## WRITTEN TASK 1
Give every name or title the passage on Christ's resurrection uses for Jesus, without counting pronouns or repeats.
## WRITTEN TASK 2
Summarize the passage on Christ's resurrection in two sentences.

## SOURCE TEXT
## begin

Of this article the Epistles of St. Paul and the New Testament be full. To the Romans he writeth, Christ rose again, for our justification: to Timothy he saith, Remember that Jesus Christ is risen again from death. The apostles, besides other names pertaining to their office, be specially called the witnesses of Christ's resurrection; the which resurrection, as it was by many and sundry apparitions, and other infallible arguments, declared and proved unto them, so they did in all places and at .all times open and inculcate the same, as a special and a chief article of Christ's doctrine, wherein should depend and rest the great comfort and solace of all true and faithful believers in Christ.
Moreover by this article it is not only confirmed unto us how the natural body of man shall, after the corporal death and departing out of this present life, arise again, as is before expressed, but also by this resurrection of our Saviour Christ we be admonished, that as Christ after his death rose again, so we, dying from sin, should rise again, and walk in a new life of spirit and grace.
THE SIXTH ARTICLE.
He ascended into heaven, and sitteth on the right hand of God the Father Almighty.

## end

## LISTED ENTRIES
## begin

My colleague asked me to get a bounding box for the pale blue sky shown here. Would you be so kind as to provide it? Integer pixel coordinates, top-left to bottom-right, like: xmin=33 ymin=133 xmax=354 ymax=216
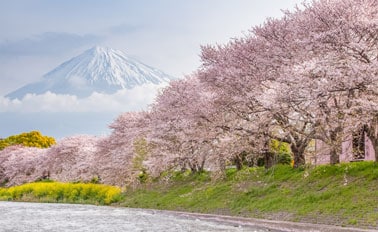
xmin=0 ymin=0 xmax=308 ymax=138
xmin=0 ymin=0 xmax=302 ymax=95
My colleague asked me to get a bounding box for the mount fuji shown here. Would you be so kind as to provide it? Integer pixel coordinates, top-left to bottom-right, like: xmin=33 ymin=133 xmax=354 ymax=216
xmin=5 ymin=46 xmax=175 ymax=100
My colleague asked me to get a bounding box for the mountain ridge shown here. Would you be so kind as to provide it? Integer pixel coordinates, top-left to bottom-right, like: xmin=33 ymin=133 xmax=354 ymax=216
xmin=5 ymin=46 xmax=175 ymax=99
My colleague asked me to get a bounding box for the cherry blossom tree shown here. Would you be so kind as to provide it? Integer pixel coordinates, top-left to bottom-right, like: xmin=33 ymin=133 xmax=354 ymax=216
xmin=94 ymin=112 xmax=149 ymax=186
xmin=0 ymin=145 xmax=48 ymax=186
xmin=46 ymin=135 xmax=103 ymax=182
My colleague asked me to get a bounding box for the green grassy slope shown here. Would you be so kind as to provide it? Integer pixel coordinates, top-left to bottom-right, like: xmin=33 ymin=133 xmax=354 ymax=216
xmin=119 ymin=162 xmax=378 ymax=229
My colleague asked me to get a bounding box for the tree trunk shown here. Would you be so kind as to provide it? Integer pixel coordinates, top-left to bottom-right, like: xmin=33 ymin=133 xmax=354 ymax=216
xmin=264 ymin=151 xmax=274 ymax=169
xmin=329 ymin=148 xmax=340 ymax=165
xmin=290 ymin=144 xmax=306 ymax=168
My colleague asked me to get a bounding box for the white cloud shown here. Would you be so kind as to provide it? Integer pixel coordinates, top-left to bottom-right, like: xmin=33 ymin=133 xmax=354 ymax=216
xmin=0 ymin=84 xmax=164 ymax=113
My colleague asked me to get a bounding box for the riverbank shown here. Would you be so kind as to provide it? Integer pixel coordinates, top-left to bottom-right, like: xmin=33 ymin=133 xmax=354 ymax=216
xmin=0 ymin=162 xmax=378 ymax=230
xmin=118 ymin=162 xmax=378 ymax=229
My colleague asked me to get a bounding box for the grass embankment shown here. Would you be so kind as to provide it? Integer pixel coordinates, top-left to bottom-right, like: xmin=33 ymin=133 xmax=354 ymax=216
xmin=120 ymin=162 xmax=378 ymax=229
xmin=0 ymin=182 xmax=122 ymax=205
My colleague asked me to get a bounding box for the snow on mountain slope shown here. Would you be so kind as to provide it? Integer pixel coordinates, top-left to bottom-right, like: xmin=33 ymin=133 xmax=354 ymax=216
xmin=6 ymin=46 xmax=174 ymax=99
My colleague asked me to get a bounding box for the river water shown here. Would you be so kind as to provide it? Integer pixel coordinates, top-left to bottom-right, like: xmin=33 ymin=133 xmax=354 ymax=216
xmin=0 ymin=202 xmax=280 ymax=232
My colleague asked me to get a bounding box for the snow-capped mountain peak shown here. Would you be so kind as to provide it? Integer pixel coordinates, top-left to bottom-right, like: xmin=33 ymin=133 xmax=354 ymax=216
xmin=6 ymin=46 xmax=174 ymax=99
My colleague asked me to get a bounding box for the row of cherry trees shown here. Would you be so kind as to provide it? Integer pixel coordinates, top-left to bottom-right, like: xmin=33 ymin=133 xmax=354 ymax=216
xmin=113 ymin=0 xmax=378 ymax=175
xmin=0 ymin=0 xmax=378 ymax=185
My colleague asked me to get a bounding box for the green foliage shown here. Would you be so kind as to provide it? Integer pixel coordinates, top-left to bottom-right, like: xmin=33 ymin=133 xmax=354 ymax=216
xmin=0 ymin=131 xmax=56 ymax=150
xmin=0 ymin=181 xmax=122 ymax=205
xmin=121 ymin=162 xmax=378 ymax=228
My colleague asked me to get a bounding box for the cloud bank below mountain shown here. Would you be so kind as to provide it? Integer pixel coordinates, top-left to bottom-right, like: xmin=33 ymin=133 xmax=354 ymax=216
xmin=0 ymin=84 xmax=167 ymax=113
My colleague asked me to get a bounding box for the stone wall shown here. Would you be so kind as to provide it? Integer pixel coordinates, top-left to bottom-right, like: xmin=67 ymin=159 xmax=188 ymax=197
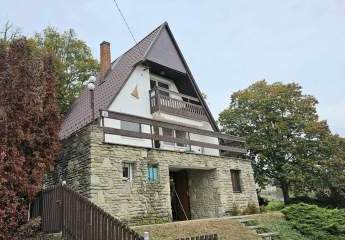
xmin=90 ymin=127 xmax=257 ymax=224
xmin=46 ymin=125 xmax=257 ymax=225
xmin=45 ymin=126 xmax=92 ymax=197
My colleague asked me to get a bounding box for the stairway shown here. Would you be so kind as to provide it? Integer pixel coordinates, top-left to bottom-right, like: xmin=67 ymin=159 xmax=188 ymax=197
xmin=238 ymin=218 xmax=279 ymax=240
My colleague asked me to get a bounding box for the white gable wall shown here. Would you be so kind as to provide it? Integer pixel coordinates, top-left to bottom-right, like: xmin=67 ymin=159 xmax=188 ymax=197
xmin=104 ymin=65 xmax=219 ymax=156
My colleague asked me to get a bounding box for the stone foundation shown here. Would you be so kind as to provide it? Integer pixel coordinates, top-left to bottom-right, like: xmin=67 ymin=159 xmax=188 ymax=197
xmin=49 ymin=126 xmax=258 ymax=225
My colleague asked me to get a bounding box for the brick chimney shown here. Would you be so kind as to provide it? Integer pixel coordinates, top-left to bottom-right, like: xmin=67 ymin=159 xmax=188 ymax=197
xmin=100 ymin=41 xmax=111 ymax=79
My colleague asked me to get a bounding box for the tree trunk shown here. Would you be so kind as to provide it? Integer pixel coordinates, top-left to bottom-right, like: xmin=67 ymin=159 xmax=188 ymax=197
xmin=281 ymin=181 xmax=290 ymax=204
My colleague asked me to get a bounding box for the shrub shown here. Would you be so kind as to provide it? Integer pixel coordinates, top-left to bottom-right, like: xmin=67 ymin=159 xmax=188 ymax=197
xmin=243 ymin=202 xmax=260 ymax=215
xmin=17 ymin=217 xmax=41 ymax=239
xmin=0 ymin=38 xmax=60 ymax=240
xmin=282 ymin=203 xmax=345 ymax=240
xmin=264 ymin=219 xmax=309 ymax=240
xmin=265 ymin=200 xmax=284 ymax=211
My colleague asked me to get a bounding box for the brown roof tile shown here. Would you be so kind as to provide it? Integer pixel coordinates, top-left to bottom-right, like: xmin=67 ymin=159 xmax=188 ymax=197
xmin=59 ymin=23 xmax=165 ymax=139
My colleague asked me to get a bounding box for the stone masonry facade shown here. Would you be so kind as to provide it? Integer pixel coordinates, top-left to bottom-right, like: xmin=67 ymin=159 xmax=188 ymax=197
xmin=47 ymin=125 xmax=258 ymax=225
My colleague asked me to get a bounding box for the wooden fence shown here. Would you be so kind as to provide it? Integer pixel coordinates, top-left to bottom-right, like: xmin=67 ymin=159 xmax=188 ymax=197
xmin=176 ymin=234 xmax=218 ymax=240
xmin=30 ymin=185 xmax=143 ymax=240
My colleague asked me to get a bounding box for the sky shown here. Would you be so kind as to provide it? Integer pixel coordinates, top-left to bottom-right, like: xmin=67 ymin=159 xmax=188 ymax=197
xmin=0 ymin=0 xmax=345 ymax=136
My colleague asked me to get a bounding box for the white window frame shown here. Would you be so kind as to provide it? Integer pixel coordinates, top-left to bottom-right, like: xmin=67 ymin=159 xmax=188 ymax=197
xmin=122 ymin=162 xmax=134 ymax=182
xmin=159 ymin=127 xmax=188 ymax=149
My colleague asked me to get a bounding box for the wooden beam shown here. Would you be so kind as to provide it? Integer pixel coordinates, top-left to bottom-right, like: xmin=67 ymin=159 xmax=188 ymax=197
xmin=101 ymin=111 xmax=245 ymax=143
xmin=103 ymin=127 xmax=247 ymax=153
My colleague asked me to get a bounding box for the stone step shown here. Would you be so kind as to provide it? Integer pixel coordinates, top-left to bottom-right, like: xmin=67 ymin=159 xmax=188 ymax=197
xmin=258 ymin=232 xmax=279 ymax=240
xmin=247 ymin=225 xmax=262 ymax=230
xmin=237 ymin=218 xmax=255 ymax=223
xmin=33 ymin=233 xmax=63 ymax=240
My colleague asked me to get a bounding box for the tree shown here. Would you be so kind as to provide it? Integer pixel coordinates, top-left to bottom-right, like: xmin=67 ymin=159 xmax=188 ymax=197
xmin=219 ymin=80 xmax=329 ymax=202
xmin=34 ymin=27 xmax=98 ymax=114
xmin=0 ymin=38 xmax=60 ymax=239
xmin=0 ymin=21 xmax=20 ymax=44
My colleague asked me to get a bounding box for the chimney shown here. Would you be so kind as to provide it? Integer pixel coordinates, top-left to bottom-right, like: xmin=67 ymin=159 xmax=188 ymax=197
xmin=100 ymin=41 xmax=111 ymax=79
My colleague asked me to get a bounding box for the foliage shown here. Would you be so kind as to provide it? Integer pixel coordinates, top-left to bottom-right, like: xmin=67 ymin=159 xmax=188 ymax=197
xmin=265 ymin=200 xmax=284 ymax=211
xmin=219 ymin=81 xmax=329 ymax=202
xmin=242 ymin=202 xmax=260 ymax=215
xmin=0 ymin=22 xmax=20 ymax=45
xmin=16 ymin=217 xmax=41 ymax=239
xmin=34 ymin=27 xmax=98 ymax=113
xmin=264 ymin=220 xmax=310 ymax=240
xmin=230 ymin=203 xmax=242 ymax=216
xmin=282 ymin=203 xmax=345 ymax=240
xmin=0 ymin=38 xmax=60 ymax=239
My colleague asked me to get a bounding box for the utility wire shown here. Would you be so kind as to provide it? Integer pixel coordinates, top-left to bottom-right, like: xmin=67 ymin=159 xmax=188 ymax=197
xmin=113 ymin=0 xmax=137 ymax=44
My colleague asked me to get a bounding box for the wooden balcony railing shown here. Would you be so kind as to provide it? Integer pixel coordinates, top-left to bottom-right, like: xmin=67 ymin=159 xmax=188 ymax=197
xmin=101 ymin=111 xmax=247 ymax=154
xmin=150 ymin=87 xmax=207 ymax=120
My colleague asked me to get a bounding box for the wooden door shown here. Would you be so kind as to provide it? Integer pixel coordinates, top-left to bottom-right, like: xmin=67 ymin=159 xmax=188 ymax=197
xmin=174 ymin=170 xmax=191 ymax=220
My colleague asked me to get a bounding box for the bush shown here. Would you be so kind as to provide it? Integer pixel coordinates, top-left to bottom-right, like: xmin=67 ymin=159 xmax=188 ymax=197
xmin=264 ymin=220 xmax=309 ymax=240
xmin=243 ymin=202 xmax=260 ymax=215
xmin=265 ymin=200 xmax=284 ymax=211
xmin=282 ymin=203 xmax=345 ymax=240
xmin=17 ymin=217 xmax=41 ymax=239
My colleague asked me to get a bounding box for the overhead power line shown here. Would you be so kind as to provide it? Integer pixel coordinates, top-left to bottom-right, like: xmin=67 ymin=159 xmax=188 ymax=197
xmin=113 ymin=0 xmax=137 ymax=44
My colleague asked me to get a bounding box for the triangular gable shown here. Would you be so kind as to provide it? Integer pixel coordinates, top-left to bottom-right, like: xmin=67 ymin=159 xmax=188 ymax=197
xmin=144 ymin=22 xmax=219 ymax=131
xmin=59 ymin=23 xmax=219 ymax=139
xmin=146 ymin=28 xmax=187 ymax=73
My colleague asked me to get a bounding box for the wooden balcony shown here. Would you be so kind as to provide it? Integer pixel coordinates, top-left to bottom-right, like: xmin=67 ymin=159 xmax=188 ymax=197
xmin=150 ymin=87 xmax=207 ymax=121
xmin=100 ymin=111 xmax=247 ymax=156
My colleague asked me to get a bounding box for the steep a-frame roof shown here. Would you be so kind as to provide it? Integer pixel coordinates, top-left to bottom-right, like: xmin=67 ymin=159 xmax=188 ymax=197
xmin=60 ymin=22 xmax=218 ymax=139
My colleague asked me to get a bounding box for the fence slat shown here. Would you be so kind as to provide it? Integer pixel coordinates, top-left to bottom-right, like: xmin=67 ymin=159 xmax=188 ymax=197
xmin=30 ymin=185 xmax=143 ymax=240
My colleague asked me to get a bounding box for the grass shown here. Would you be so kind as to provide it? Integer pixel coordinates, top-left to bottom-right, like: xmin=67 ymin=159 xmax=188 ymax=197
xmin=250 ymin=211 xmax=311 ymax=240
xmin=133 ymin=218 xmax=259 ymax=240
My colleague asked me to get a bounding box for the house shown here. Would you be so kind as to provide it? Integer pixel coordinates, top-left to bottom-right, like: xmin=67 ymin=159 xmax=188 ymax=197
xmin=46 ymin=23 xmax=258 ymax=224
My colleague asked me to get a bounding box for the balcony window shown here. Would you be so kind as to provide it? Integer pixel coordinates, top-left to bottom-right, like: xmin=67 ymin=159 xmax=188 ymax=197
xmin=162 ymin=128 xmax=175 ymax=146
xmin=175 ymin=130 xmax=187 ymax=147
xmin=121 ymin=121 xmax=141 ymax=132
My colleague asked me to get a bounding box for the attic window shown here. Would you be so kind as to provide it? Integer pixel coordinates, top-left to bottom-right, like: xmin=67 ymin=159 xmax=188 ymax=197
xmin=150 ymin=80 xmax=170 ymax=97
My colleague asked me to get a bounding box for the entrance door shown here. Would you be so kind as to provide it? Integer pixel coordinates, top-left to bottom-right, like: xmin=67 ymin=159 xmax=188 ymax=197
xmin=170 ymin=170 xmax=191 ymax=221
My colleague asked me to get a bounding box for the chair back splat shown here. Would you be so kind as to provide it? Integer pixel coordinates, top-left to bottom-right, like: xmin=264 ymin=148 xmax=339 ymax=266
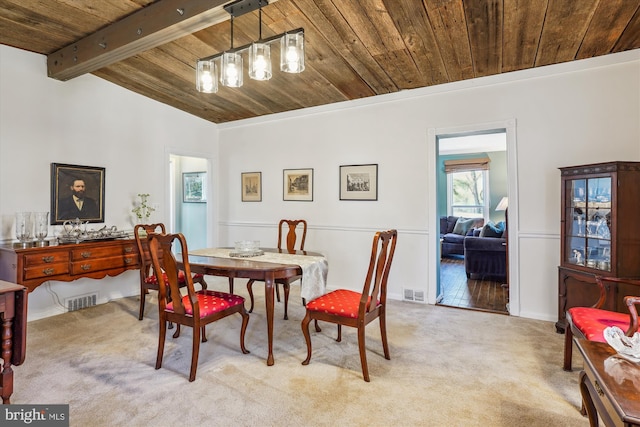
xmin=149 ymin=233 xmax=249 ymax=381
xmin=301 ymin=230 xmax=398 ymax=382
xmin=133 ymin=223 xmax=207 ymax=320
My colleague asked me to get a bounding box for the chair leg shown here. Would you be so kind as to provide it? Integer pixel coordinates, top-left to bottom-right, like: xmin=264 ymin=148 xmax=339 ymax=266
xmin=198 ymin=277 xmax=207 ymax=290
xmin=301 ymin=312 xmax=318 ymax=365
xmin=356 ymin=325 xmax=369 ymax=382
xmin=380 ymin=311 xmax=391 ymax=360
xmin=156 ymin=319 xmax=167 ymax=369
xmin=240 ymin=306 xmax=249 ymax=354
xmin=138 ymin=286 xmax=149 ymax=320
xmin=247 ymin=279 xmax=255 ymax=313
xmin=562 ymin=325 xmax=573 ymax=371
xmin=189 ymin=326 xmax=201 ymax=382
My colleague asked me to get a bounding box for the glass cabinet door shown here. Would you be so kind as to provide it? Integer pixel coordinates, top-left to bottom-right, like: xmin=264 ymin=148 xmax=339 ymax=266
xmin=564 ymin=177 xmax=611 ymax=271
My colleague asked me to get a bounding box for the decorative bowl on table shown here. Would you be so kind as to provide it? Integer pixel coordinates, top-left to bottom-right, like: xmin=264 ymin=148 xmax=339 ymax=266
xmin=604 ymin=326 xmax=640 ymax=362
xmin=229 ymin=240 xmax=264 ymax=258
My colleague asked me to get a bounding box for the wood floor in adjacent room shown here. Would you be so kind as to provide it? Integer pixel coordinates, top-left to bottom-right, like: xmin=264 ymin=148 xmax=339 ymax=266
xmin=438 ymin=257 xmax=509 ymax=314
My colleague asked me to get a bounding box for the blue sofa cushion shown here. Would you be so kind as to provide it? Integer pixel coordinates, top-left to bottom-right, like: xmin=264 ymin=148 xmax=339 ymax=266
xmin=452 ymin=217 xmax=478 ymax=236
xmin=480 ymin=221 xmax=504 ymax=237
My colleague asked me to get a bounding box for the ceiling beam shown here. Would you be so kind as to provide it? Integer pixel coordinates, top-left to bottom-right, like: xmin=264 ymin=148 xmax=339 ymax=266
xmin=47 ymin=0 xmax=235 ymax=81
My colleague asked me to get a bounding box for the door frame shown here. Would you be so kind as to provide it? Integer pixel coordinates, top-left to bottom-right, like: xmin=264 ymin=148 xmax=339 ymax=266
xmin=427 ymin=118 xmax=520 ymax=316
xmin=164 ymin=147 xmax=219 ymax=247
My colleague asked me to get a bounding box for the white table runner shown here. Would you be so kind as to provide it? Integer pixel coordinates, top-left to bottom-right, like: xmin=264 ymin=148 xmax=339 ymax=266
xmin=189 ymin=248 xmax=329 ymax=301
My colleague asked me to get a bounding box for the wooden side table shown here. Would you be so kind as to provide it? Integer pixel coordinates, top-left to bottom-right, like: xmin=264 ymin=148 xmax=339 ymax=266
xmin=575 ymin=339 xmax=640 ymax=427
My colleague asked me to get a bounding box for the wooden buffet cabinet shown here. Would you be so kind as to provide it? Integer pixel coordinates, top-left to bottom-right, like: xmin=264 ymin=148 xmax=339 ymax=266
xmin=556 ymin=162 xmax=640 ymax=332
xmin=0 ymin=239 xmax=139 ymax=292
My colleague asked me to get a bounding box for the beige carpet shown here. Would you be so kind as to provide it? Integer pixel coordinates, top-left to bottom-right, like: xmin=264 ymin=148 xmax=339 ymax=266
xmin=11 ymin=280 xmax=588 ymax=426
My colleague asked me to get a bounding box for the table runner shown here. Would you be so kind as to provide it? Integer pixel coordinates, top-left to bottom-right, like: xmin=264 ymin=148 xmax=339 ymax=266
xmin=189 ymin=248 xmax=329 ymax=301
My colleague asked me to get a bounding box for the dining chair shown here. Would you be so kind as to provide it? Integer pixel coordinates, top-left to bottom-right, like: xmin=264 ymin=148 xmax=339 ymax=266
xmin=149 ymin=233 xmax=249 ymax=381
xmin=245 ymin=219 xmax=307 ymax=320
xmin=563 ymin=276 xmax=640 ymax=371
xmin=301 ymin=230 xmax=398 ymax=382
xmin=133 ymin=223 xmax=207 ymax=320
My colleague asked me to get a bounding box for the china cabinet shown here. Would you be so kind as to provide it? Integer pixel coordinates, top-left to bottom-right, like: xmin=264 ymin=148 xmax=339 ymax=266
xmin=556 ymin=162 xmax=640 ymax=332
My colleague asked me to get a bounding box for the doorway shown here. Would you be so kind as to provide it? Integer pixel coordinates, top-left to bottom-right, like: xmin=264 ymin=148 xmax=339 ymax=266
xmin=428 ymin=120 xmax=519 ymax=315
xmin=167 ymin=154 xmax=211 ymax=249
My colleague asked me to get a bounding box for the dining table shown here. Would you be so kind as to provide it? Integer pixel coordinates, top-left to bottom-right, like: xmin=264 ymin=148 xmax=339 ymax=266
xmin=178 ymin=248 xmax=328 ymax=366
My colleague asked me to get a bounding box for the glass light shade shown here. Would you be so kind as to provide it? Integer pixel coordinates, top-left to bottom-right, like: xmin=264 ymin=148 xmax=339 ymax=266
xmin=249 ymin=43 xmax=271 ymax=80
xmin=196 ymin=59 xmax=218 ymax=93
xmin=220 ymin=52 xmax=242 ymax=87
xmin=280 ymin=32 xmax=304 ymax=73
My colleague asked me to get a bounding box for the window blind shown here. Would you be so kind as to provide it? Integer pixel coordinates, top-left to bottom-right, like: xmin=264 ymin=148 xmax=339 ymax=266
xmin=444 ymin=157 xmax=491 ymax=173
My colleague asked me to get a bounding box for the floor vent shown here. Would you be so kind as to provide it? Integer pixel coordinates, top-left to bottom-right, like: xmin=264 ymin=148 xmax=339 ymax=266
xmin=402 ymin=289 xmax=424 ymax=302
xmin=64 ymin=292 xmax=98 ymax=311
xmin=403 ymin=289 xmax=415 ymax=301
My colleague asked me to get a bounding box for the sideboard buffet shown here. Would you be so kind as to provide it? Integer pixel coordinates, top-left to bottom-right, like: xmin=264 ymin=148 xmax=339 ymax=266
xmin=556 ymin=162 xmax=640 ymax=333
xmin=0 ymin=238 xmax=139 ymax=292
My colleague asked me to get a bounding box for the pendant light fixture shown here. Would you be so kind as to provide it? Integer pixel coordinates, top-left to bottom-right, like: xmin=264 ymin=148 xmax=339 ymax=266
xmin=249 ymin=8 xmax=271 ymax=80
xmin=196 ymin=0 xmax=304 ymax=93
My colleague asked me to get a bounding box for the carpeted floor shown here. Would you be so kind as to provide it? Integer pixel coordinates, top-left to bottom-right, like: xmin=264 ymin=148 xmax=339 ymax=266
xmin=11 ymin=280 xmax=588 ymax=427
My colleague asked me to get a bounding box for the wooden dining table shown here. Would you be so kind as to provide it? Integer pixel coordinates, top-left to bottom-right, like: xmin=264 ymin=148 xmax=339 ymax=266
xmin=178 ymin=248 xmax=326 ymax=366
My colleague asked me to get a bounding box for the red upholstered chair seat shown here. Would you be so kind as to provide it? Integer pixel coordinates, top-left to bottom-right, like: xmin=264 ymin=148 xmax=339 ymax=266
xmin=144 ymin=270 xmax=203 ymax=285
xmin=307 ymin=289 xmax=371 ymax=319
xmin=166 ymin=290 xmax=244 ymax=317
xmin=569 ymin=307 xmax=630 ymax=342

## end

## EXERCISE SOLUTION 1
Christ
Jesus Christ
our Saviour Christ

## EXERCISE SOLUTION 2
The Epistles of St. Paul and the New Testament are full of the article of Christ's resurrection, which the apostles, called its witnesses, taught everywhere and at all times as a chief article of doctrine and a comfort to believers. The article confirms that the body will rise again after death and also admonishes believers that, as Christ rose, they should die to sin and walk in a new life of spirit and grace.